### DIRECTION
Restate the records in their entirety, word for word.
** start of SUPPLIED DATA **
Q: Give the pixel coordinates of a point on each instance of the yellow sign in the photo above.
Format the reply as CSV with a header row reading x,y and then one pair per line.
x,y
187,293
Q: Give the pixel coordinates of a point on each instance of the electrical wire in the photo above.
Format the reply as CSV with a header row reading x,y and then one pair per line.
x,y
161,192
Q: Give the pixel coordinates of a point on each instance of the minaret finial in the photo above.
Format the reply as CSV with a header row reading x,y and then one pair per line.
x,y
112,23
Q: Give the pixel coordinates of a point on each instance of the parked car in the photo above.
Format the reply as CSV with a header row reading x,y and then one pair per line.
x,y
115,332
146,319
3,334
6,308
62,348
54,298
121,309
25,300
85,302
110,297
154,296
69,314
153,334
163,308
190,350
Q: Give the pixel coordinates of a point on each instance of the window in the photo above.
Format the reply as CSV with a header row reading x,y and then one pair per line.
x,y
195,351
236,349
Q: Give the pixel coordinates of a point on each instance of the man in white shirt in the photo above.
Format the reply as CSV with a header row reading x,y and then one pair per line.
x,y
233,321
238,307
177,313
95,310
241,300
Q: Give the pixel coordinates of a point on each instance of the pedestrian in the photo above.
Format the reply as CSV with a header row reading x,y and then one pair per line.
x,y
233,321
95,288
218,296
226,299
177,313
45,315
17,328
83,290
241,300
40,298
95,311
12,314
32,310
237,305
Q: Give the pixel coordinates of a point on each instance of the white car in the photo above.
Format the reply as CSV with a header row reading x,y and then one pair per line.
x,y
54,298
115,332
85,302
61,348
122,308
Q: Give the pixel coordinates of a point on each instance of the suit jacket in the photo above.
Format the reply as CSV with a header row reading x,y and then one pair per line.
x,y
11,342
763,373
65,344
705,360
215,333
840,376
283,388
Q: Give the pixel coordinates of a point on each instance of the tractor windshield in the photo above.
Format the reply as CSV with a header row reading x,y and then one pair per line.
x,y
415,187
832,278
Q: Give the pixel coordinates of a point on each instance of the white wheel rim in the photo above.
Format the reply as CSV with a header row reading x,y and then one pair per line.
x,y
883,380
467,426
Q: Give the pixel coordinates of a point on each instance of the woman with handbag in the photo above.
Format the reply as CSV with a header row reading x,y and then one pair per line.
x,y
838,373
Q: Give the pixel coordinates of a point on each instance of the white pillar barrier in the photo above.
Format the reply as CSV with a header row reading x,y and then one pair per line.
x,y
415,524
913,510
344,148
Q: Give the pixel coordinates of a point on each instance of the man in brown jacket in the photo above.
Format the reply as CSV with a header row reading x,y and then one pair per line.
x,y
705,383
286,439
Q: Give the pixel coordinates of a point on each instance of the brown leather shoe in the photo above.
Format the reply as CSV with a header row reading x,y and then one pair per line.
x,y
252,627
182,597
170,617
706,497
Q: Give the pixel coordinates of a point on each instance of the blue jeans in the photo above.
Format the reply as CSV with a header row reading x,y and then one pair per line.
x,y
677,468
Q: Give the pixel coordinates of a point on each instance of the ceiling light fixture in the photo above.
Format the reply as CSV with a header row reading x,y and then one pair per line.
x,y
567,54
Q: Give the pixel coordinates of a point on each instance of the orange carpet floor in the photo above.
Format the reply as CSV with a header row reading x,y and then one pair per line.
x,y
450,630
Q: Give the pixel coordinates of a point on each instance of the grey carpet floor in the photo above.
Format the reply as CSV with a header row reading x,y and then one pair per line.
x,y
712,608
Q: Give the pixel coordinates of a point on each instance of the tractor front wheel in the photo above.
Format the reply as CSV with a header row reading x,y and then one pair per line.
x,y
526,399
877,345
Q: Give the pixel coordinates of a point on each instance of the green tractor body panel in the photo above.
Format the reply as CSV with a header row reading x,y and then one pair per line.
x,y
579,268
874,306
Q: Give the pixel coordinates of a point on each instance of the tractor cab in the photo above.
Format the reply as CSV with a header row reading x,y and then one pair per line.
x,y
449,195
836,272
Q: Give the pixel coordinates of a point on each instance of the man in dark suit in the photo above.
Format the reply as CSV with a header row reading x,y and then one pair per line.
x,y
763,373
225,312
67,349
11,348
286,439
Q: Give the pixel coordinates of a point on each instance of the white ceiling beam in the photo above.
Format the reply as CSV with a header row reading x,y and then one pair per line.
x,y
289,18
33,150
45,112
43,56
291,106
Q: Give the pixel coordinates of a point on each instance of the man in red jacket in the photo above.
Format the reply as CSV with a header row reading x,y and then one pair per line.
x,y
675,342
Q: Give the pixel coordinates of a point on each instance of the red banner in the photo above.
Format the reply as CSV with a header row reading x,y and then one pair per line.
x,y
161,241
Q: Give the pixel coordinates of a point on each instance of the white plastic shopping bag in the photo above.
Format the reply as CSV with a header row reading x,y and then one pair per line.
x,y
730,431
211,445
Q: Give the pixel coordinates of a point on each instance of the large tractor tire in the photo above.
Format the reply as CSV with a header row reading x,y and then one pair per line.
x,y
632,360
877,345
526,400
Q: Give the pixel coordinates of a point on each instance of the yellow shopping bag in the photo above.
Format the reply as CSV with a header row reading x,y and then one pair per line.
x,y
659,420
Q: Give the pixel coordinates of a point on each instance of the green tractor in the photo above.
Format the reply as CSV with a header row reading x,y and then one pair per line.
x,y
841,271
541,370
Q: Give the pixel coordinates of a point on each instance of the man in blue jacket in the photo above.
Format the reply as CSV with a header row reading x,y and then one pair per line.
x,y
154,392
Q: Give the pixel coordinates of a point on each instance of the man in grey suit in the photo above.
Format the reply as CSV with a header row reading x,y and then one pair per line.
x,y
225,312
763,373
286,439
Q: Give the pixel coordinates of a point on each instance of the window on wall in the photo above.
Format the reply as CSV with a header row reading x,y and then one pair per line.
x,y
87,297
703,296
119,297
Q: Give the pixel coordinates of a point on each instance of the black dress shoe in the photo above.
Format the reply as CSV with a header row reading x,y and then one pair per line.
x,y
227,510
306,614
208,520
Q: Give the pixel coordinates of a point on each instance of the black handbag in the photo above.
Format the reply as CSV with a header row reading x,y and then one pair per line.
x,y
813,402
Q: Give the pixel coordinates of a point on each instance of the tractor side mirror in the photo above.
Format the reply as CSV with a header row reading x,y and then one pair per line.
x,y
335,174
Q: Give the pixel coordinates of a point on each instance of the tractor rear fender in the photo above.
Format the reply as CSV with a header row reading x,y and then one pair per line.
** end of SUPPLIED DATA **
### COMPLETE ANSWER
Q: Give the pixel coordinates of a point on each instance of the yellow sign in the photo above.
Format the reply as CSV with a header row reading x,y and then one pair per line.
x,y
187,293
Q: Give the pixel coordinates of a point on each instance of the electrical wire in the photo above.
Format the reply as CSV with a header row reading x,y and then one pair per line.
x,y
161,192
Q: Give the pixel coordinates of a point on each instance of the minaret finial in the photo above.
Format the reply as CSV with a header row reading x,y and then one pair per line.
x,y
112,23
Q: Give the pixel coordinates of a point on each instance of the parked car in the photo above.
Format the reply as CSV with a header row reading x,y and then one pair per line.
x,y
115,332
146,319
3,334
6,308
62,348
54,298
121,309
25,300
85,302
110,297
154,296
69,314
153,334
163,308
190,350
Q: Give the pixel coordinates of a point on each instance of the window in the photo above.
Format the reply as CSV with a header row reading x,y and then one pair per line.
x,y
195,351
236,349
Q: Give the pixel coordinates of a point on each instance of the man in white shirt in the photo above.
Format the reply as CSV with a header row reading x,y and then one pair per line.
x,y
233,321
238,307
177,313
95,310
241,300
Q: Give the pixel coordinates of a point on each instance of the pedestrian in the photo above.
Format the reply as CSV with a header row reading x,y and then one pair per line.
x,y
233,321
95,288
218,296
226,299
177,313
45,315
17,328
83,290
241,300
40,298
95,311
12,314
32,310
237,305
Q: Give the pixel coordinates of a point on each instance of the white car in the photo above.
Format the reply as CSV with a header row reading x,y and then one pair per line.
x,y
54,298
115,332
85,302
61,348
122,308
Q: Give the pixel coordinates of a point on each instance of the suit jacket in the photo above.
Format the reply as CSV with a header row reading x,y and then one pair per line.
x,y
11,342
763,373
65,344
705,360
215,333
840,376
283,388
Q: Give the pixel coordinates of a point on each instance of the tractor windshield in the photo above.
Format the reply as CSV with a header row reading x,y and then one pair per line.
x,y
415,187
832,278
Q: Give the pixel coordinates of a point on each instance of the white wheel rim in the photo above.
Format the reply as CSV with a header row reading x,y and then one pair per line.
x,y
883,380
467,426
Q: Give the pixel coordinates of a point on each instance of the woman with handbag in the photo above.
Format the reply as CSV with a header row reading x,y and then one pair per line.
x,y
838,373
Q: Give the pixel coordinates of a point on each instance of the white pillar barrier in the photo above.
Format the reply as CSV with a header row reading x,y and then one pair per line.
x,y
415,524
913,510
344,148
Q: Give the pixel coordinates of a point on each instance of the man in brown jacket in the photo above.
Format the reply as CSV with a header row reading x,y and then one pair per line.
x,y
705,383
286,439
Q: Give the pixel coordinates of a point on each instance of the brown leather shoe in the photo above.
Format the reply as CSV with a header row reading x,y and then one pair per line.
x,y
252,627
182,597
170,617
706,497
Q: Give the pixel coordinates of a point on each instance of the blue jeans in the photo above.
Format the reply as CSV with a header row reading x,y and then one pair per line.
x,y
677,468
Q: Give the pixel coordinates of a point on each instance of the ceiling light fixture in the photo above.
Format the reply as CSV with a header row reading x,y and then one pair per line.
x,y
567,54
Q: Give the pixel coordinates of a point on each instance of the orange carpet floor in the photo above.
Format the reply as CSV with a header row reading x,y and then one pair per line.
x,y
450,630
Q: Give the pixel coordinates of a point on each instance of the grey carpet floor in the photo above.
Format the reply as CSV with a header row reading x,y and then one pair per line.
x,y
712,608
Q: Give the pixel coordinates of a point on each instance of the tractor front wheel in the photo above.
Format the reply as CSV with a header row reading x,y and then one pair per line.
x,y
526,399
877,345
Q: Give the pixel coordinates of a point on each instance of the green tractor body panel in the photo above.
Format the reply as CSV with a header row reading x,y and then one pair per line.
x,y
579,268
874,306
Q: Give the pixel coordinates of a point on each instance of the tractor cab in the photo above.
Format the reply as CSV with a header row reading x,y and then one pair per line.
x,y
449,195
836,272
Q: Give the pixel coordinates of a point on each instance of the man in dark suit in the photo above.
Format the reply as CSV with a header row reading x,y and then one pair per line.
x,y
763,373
225,312
67,349
11,348
286,439
Q: Give the pixel coordinates of a point on each instance of the white ceiling beam in the photo above.
Format the reply as CSV with a header row reading x,y and then one pair per line.
x,y
289,18
33,150
45,112
43,56
291,106
Q: Give the pixel coordinates of a point on each instance of the man in red jacket in the photo above.
Format the reply as CSV with a header row reading x,y and then one pair per line.
x,y
675,342
Q: Give the pixel coordinates of a point on each instance of the red banner in the photo above.
Format the reply as CSV with a header row reading x,y and then one pair per line.
x,y
161,241
Q: Give the pixel coordinates of a point on each instance of the white plastic shopping bag in the photo above.
Format the reply as CSV with a header row reading x,y and then one pair per line.
x,y
730,431
211,445
Q: Give the pixel coordinates of a point on each instance of the large tractor tire in the photo above.
Format the reply as CSV with a header row reading x,y and then one pair per line.
x,y
632,360
877,345
526,400
Q: Give the pixel coordinates of a point on each instance of the yellow shopping bag in the photo above.
Format the reply as CSV with a header row reading x,y and then one pair per line.
x,y
659,420
Q: Give the pixel coordinates of a point on each instance of the green tractor in the photo above.
Format the reply as CSV with a header row reading x,y and then one pair per line.
x,y
841,271
541,370
Q: Give the pixel coordinates of a point on each instance of the man in blue jacket in the photo above.
Format the reply as CSV with a header row reading x,y and then one pair per line.
x,y
154,392
Q: Give the pixel coordinates of a point on each instance of the man in grey suit in the photo above.
Format the reply as CSV with a header row reading x,y and then one pair per line.
x,y
225,312
763,373
286,439
Q: Give the pixel coordinates of a point on each instance of the window on wall in the photo above.
Format the reply as CSV with a header row reading x,y and then one pair per line.
x,y
87,297
703,296
119,297
Q: Give the pixel coordinates of a point on each instance of the black dress shoe in the photo above.
Format the reply as CSV with a header row reading x,y and then one pair per line.
x,y
227,510
306,614
208,520
Q: Give the pixel coordinates of a point on each instance of the black handbag in the photo above.
Format the reply as CSV with a header row reading x,y and then one pair per line.
x,y
813,402
Q: Give the pixel coordinates of a point on each instance of the tractor side mirror in the photo above.
Format the reply as CSV with a header row reading x,y and then one pair per line.
x,y
335,174
Q: Give the pixel coordinates of a point on each instance of the tractor rear fender in the photo above.
Format the reply as CSV with a header row reading x,y and then one pair per line.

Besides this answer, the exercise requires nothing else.